Excerpted text:
- - - - -

Trouvadore was a Spanish slave ship that was shipwrecked in 1841 near East Caicos in the course of a run transporting Africans to be illegally sold to the sugarcane plantations in Cuba. As the United Kingdom had a treaty with Spain prohibiting the international slave trade and had abolished slavery in its colonies in 1833, it freed the 192 slaves who survived the wreck. Individuals and families, a total of 168 Africans, were placed with salt proprietors for apprenticeships in the Turks and Caicos Islands; the remaining 24 Africans were settled in Nassau.

Fate: Wrecked March 1841
General characteristics

Voyage of Trouvadore

Slave trading was illegal in Spain, as the country had outlawed the slave trade and had a treaty with the United Kingdom to that effect. However, governors in Cuba often turned a blind eye to the trade, as they believed slave labour was integral to the profitability of the sugarcane plantations producing their most important commodity crop. The exact route of Trouvadore is not known, but the records state that new crew members were picked up in São Tomé, a Portuguese colony off the coast of Africa that still legally traded enslaved Africans.

The exact number of Africans loaded onto Trouvadore is not recorded but would have been around 280-300. When the ship wrecked off East Caicos in March 1841, all the 20 crew members and 193 Africans aboard survived. This suggested that around 100 slaves had died during the Atlantic crossing, a typical loss for a venture of this kind. At East Caicos, a number of the Africans fled into the bush; one of the crew shot a woman dead.

- - - - -

Problems to solve:
a - In the Trouvadore passage, where were new crew members picked up?
b - Reproduce the portion of the Trouvadore passage starting with "The exact number" and going on through "a woman dead.".
Rely on nothing but the Trouvadore passage.

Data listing
- - - - -

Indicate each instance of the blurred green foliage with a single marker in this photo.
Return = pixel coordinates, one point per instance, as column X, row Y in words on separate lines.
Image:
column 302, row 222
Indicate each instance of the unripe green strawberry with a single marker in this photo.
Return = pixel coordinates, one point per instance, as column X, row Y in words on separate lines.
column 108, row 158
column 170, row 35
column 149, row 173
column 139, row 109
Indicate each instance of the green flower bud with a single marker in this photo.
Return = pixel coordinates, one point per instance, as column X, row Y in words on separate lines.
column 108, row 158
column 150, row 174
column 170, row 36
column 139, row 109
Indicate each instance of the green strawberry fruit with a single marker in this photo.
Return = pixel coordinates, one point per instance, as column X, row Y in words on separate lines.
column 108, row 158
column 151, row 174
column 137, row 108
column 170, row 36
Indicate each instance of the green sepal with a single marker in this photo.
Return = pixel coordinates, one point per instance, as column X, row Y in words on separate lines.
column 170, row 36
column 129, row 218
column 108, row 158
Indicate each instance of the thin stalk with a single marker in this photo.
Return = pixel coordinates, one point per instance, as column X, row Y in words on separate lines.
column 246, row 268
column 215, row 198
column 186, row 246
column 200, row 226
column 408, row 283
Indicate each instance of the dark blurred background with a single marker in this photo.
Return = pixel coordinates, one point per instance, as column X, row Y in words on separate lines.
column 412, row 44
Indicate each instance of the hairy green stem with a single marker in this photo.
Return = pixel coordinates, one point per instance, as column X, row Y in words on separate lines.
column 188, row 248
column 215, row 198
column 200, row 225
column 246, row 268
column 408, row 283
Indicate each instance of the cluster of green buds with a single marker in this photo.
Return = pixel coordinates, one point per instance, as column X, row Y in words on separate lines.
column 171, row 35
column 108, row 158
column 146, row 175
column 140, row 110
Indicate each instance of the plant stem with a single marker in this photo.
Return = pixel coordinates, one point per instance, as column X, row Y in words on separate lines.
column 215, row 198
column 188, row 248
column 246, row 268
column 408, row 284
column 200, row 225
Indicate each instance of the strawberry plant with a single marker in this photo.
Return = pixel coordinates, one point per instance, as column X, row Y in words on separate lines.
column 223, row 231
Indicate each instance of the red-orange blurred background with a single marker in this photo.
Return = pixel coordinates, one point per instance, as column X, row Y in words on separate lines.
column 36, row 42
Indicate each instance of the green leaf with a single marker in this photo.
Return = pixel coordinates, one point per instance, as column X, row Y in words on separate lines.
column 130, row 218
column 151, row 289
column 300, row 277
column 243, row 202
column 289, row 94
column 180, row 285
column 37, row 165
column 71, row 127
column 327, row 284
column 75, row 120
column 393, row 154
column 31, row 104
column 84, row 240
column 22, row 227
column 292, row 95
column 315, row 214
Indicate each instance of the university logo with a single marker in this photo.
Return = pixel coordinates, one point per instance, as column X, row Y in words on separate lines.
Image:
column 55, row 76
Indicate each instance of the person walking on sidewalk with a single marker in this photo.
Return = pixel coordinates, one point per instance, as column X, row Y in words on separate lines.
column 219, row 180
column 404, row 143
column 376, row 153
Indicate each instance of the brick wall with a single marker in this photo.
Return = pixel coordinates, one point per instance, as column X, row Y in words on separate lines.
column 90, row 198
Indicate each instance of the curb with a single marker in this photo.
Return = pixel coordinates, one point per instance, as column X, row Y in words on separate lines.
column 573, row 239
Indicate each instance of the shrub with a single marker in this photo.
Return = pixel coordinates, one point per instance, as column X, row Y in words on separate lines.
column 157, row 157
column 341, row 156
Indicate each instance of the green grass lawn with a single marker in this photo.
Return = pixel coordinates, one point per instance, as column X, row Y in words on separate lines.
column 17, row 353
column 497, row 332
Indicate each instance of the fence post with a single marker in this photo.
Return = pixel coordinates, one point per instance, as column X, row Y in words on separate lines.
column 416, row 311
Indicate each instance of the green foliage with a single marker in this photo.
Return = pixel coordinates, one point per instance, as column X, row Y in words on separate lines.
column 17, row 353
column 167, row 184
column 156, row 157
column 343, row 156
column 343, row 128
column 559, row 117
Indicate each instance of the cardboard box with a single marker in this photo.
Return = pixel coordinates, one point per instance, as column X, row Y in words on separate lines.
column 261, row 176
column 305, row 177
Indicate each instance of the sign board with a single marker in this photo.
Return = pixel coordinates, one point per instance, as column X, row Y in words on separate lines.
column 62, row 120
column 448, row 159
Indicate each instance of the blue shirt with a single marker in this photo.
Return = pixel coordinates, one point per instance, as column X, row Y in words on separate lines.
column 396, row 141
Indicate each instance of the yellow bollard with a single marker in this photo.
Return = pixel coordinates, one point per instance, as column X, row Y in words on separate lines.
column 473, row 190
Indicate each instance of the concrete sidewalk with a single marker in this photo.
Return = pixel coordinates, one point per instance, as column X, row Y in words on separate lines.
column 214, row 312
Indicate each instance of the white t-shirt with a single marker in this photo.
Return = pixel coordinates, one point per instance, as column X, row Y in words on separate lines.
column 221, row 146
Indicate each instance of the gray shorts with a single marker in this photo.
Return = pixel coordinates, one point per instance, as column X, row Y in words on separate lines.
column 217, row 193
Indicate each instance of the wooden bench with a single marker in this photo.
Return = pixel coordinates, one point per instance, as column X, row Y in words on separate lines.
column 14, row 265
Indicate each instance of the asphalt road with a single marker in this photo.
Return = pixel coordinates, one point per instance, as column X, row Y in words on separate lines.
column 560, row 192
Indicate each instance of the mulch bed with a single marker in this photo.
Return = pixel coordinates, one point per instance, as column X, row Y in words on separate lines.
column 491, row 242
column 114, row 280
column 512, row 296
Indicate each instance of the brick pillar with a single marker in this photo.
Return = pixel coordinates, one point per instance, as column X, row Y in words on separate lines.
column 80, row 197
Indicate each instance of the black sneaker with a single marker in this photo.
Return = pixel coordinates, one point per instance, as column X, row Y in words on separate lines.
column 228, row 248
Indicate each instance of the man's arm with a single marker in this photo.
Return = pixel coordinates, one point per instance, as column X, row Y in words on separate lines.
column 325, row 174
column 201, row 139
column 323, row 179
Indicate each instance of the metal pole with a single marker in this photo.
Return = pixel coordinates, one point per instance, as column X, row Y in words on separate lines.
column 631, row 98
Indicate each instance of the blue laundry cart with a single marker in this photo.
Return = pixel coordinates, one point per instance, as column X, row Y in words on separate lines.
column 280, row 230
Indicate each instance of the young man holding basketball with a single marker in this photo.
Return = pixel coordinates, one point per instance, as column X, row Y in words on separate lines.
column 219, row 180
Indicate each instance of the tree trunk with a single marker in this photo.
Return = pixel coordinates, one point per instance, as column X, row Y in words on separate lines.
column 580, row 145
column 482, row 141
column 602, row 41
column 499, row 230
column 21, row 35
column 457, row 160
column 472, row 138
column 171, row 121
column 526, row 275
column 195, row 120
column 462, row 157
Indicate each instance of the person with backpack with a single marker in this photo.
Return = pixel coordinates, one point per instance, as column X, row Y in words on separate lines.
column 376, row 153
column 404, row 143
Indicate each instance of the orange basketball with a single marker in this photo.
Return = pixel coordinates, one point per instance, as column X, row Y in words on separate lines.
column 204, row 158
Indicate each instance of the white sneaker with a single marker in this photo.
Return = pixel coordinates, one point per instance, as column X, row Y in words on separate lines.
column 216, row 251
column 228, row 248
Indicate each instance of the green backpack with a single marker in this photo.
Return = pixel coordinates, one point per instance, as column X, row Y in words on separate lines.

- - - - -

Answer set:
a - São Tomé, a Portuguese colony off the coast of Africa.

b -
The exact number of Africans loaded onto Trouvadore is not recorded but would have been around 280-300. When the ship wrecked off East Caicos in March 1841, all the 20 crew members and 193 Africans aboard survived. This suggested that around 100 slaves had died during the Atlantic crossing, a typical loss for a venture of this kind. At East Caicos, a number of the Africans fled into the bush; one of the crew shot a woman dead.